▶ **What you will do**:
Please count the lines in the material below that contain the string "multi", and reply with the number alone.

▶ **Task input**:
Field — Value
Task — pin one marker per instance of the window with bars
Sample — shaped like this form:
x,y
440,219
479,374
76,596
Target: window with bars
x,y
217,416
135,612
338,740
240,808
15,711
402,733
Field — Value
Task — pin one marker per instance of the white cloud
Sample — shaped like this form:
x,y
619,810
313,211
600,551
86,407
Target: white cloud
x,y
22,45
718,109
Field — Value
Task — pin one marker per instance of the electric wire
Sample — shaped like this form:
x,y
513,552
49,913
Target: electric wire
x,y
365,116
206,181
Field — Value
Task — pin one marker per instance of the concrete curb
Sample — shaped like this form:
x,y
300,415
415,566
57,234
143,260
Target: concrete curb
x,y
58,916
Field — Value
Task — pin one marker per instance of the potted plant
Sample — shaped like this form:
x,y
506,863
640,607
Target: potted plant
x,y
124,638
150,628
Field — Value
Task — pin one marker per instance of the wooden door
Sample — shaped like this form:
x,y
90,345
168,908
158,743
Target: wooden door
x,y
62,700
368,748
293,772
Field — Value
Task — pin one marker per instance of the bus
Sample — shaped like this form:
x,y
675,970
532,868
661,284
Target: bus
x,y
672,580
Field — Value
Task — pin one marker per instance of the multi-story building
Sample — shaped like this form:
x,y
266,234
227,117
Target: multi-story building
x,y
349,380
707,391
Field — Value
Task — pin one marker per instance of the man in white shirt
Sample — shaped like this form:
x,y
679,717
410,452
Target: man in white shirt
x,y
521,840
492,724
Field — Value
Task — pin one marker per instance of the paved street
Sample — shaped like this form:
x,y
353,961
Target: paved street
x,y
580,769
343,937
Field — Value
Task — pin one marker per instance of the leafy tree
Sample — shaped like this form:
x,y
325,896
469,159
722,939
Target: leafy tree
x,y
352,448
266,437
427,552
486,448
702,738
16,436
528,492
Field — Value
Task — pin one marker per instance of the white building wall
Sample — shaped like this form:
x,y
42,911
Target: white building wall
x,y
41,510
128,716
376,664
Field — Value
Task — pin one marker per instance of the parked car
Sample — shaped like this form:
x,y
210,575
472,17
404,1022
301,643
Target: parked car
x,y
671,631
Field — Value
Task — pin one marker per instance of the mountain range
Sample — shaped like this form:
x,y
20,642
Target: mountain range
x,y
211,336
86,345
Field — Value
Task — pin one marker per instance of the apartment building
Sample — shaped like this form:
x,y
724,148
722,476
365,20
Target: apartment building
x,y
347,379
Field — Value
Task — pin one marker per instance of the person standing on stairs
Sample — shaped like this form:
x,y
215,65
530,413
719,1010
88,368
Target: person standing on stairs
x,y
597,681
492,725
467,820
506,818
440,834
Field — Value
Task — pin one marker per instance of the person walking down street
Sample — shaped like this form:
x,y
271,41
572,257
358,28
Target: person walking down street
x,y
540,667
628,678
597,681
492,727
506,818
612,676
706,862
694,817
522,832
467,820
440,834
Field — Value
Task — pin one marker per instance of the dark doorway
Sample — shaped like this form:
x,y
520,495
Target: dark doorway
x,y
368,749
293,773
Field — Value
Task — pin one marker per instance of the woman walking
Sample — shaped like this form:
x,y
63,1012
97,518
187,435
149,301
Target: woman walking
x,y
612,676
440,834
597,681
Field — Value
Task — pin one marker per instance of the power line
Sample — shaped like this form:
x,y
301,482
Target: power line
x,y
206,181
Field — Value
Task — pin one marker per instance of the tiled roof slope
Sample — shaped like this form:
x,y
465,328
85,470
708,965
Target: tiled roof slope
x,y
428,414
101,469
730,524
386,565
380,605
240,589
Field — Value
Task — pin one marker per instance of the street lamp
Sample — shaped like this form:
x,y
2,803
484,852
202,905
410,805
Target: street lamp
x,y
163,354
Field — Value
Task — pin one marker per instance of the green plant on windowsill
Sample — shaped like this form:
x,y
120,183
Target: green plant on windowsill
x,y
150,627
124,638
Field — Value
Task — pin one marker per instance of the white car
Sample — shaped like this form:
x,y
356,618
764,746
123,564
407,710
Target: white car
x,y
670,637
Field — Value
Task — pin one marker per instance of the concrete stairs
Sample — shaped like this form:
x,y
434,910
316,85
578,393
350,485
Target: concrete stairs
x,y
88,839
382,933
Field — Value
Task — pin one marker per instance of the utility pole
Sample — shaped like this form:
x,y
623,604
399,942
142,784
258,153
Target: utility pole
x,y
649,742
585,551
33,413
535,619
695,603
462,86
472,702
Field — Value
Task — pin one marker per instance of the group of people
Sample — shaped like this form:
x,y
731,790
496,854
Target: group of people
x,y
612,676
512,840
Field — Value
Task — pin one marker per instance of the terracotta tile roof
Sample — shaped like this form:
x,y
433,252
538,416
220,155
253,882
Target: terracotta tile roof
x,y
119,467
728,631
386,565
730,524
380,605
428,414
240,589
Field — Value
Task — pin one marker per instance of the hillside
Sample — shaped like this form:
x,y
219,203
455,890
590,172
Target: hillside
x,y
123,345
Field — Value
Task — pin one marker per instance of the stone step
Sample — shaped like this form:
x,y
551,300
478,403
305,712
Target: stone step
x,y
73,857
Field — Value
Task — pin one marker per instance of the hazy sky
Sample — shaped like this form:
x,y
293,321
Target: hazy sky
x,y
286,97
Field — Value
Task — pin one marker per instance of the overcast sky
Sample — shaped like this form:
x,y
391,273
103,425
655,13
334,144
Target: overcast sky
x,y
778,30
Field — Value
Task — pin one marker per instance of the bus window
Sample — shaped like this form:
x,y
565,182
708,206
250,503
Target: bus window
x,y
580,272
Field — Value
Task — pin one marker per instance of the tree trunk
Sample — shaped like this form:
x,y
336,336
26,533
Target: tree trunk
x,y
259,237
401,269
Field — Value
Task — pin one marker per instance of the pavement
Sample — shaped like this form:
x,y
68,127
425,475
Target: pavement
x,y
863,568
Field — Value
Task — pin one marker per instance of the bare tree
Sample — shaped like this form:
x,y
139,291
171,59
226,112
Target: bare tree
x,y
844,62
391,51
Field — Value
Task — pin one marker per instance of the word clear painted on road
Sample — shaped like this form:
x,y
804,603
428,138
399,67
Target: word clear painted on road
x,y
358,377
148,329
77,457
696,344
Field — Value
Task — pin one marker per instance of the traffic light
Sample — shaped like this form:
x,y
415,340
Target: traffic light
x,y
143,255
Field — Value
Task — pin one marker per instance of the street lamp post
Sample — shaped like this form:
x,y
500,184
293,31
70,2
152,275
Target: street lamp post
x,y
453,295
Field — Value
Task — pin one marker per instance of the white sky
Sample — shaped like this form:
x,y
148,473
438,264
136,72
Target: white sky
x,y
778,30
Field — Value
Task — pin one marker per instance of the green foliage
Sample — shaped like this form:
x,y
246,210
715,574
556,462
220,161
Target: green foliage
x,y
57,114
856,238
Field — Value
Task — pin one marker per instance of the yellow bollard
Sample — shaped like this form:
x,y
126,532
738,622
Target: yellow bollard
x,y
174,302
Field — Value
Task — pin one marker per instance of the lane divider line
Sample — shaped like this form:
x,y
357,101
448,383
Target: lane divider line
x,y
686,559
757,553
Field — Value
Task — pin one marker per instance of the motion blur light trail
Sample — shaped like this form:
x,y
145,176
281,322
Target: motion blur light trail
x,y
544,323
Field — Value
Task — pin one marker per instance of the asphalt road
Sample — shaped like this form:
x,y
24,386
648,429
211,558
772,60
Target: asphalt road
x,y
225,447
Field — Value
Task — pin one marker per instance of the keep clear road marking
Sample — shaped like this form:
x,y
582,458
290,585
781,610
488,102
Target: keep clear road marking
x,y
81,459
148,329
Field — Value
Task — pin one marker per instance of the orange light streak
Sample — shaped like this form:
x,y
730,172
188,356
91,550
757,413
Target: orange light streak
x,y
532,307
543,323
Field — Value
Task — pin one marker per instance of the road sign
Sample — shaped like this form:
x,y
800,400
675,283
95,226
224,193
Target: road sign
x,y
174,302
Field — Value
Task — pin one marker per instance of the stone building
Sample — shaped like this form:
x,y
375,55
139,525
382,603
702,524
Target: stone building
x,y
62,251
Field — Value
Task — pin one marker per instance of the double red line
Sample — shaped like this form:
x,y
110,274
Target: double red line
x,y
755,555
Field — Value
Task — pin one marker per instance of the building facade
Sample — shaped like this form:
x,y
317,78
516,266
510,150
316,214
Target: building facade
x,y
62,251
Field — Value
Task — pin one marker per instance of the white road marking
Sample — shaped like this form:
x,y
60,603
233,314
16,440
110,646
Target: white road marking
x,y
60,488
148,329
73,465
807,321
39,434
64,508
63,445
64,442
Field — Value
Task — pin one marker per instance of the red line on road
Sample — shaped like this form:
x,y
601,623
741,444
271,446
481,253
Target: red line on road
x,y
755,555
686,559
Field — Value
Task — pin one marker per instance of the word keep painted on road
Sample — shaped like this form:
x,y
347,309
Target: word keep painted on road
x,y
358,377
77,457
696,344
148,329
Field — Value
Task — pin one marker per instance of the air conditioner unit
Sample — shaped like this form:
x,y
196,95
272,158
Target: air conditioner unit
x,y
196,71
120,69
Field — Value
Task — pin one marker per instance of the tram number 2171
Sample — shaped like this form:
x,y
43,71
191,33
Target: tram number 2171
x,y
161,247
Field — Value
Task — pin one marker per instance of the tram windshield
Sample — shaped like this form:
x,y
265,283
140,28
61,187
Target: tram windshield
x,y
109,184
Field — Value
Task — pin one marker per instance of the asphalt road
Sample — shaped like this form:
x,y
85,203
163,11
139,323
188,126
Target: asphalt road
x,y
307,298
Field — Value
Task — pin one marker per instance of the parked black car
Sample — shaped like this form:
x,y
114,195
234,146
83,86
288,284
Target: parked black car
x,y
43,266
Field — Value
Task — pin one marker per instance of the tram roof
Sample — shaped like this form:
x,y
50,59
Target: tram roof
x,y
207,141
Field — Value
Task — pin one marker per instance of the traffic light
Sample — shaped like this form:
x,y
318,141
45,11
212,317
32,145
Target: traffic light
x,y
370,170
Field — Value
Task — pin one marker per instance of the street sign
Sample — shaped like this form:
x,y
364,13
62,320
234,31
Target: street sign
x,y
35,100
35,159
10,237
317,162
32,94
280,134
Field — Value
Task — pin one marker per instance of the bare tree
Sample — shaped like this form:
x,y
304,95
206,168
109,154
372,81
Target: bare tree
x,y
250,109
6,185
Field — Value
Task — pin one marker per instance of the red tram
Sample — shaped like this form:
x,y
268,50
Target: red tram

▶ **Full response**:
2